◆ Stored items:
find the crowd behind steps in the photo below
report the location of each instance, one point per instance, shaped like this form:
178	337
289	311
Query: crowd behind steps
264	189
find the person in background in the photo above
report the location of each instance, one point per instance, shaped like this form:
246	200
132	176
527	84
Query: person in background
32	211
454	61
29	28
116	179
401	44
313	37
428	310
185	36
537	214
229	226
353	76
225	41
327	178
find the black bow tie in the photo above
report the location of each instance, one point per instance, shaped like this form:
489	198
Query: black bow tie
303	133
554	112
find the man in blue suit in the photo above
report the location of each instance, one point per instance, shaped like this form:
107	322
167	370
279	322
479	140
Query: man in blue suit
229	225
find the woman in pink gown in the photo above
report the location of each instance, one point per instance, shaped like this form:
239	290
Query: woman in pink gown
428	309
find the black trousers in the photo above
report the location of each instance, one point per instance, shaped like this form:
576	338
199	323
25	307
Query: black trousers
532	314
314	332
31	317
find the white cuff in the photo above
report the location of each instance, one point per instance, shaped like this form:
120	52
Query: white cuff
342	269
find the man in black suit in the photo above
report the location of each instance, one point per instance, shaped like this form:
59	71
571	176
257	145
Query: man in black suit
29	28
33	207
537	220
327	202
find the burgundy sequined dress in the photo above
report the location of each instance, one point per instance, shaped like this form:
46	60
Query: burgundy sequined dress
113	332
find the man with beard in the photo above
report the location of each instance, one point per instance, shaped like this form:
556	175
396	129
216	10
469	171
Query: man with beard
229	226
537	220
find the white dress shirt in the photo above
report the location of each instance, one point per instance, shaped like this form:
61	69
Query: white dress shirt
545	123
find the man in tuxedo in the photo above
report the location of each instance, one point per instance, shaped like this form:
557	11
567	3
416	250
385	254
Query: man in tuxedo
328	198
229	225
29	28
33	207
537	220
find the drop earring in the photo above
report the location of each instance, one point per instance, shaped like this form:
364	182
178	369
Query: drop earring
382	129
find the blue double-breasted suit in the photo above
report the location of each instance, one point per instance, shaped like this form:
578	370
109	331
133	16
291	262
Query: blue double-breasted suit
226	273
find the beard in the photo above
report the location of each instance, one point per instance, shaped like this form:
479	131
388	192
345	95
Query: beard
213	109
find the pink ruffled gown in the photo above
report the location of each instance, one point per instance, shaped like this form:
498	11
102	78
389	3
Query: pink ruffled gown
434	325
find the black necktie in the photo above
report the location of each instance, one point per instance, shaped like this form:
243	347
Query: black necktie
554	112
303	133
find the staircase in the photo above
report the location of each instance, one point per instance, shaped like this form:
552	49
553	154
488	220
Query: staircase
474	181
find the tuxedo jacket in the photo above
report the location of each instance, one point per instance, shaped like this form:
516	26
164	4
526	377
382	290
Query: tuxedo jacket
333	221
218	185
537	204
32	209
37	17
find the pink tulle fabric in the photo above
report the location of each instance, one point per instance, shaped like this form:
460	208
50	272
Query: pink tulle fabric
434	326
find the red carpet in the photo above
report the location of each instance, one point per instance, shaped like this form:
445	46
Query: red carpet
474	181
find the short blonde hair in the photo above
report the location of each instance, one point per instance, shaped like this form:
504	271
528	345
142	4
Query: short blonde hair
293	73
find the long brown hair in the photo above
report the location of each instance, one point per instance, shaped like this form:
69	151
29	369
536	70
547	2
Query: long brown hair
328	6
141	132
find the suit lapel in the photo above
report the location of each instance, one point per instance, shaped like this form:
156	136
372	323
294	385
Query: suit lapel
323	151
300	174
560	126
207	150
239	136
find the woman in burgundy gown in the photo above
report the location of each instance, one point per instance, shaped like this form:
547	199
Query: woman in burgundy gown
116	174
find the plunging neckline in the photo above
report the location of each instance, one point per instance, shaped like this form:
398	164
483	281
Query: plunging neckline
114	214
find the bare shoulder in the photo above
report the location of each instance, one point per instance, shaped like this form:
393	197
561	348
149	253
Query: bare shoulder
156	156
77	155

◆ What is needed: Convert the rows from the line containing "find the pink tulle fabric in the photo above" through the end of the rows into a JSON list of strings, with one string per line and blank lines omitted.

◆ Task result:
[
  "find the pink tulle fabric in the photo above",
  "report the location of each instance, one point per instance, shaped like this form:",
  "460\t208",
  "50\t272",
  "Query: pink tulle fabric",
  "434\t326",
  "find the red carpet in the photo above",
  "report the location of each instance, one point per instance, shaped like this form:",
  "445\t46",
  "Query: red carpet",
  "474\t181",
  "find the short blonde hair in the photo above",
  "report the location of each instance, one point per instance, shaped like this form:",
  "504\t271",
  "528\t345",
  "142\t4",
  "Query: short blonde hair",
  "293\t73",
  "find the long brown hair in the photo above",
  "report the location of each instance, one point per instance, shaped like this form:",
  "69\t151",
  "29\t369",
  "536\t70",
  "547\t2",
  "Query: long brown hair",
  "328\t6",
  "141\t132",
  "find the suit lapel in the photo above",
  "report the location of each instance, one point per instance, shaped like this form:",
  "156\t136",
  "372\t323",
  "294\t385",
  "Query: suit lapel",
  "323\t151",
  "300\t174",
  "560\t126",
  "207\t150",
  "239\t136",
  "find the woman in burgundy gown in the photo above",
  "report the location of each instance, one point per instance, shaped like this form:",
  "547\t199",
  "Query: woman in burgundy gown",
  "116\t174",
  "find the plunging neckline in the photo above",
  "report the location of each instance, one point per instance, shaped like this form:",
  "398\t164",
  "483\t281",
  "Query: plunging neckline",
  "114\t214",
  "find the bare shoulder in the photo above",
  "report the location of each instance, one point per instance, shaped like this form:",
  "393\t197",
  "561\t348",
  "149\t253",
  "Query: bare shoulder",
  "156\t156",
  "77\t155"
]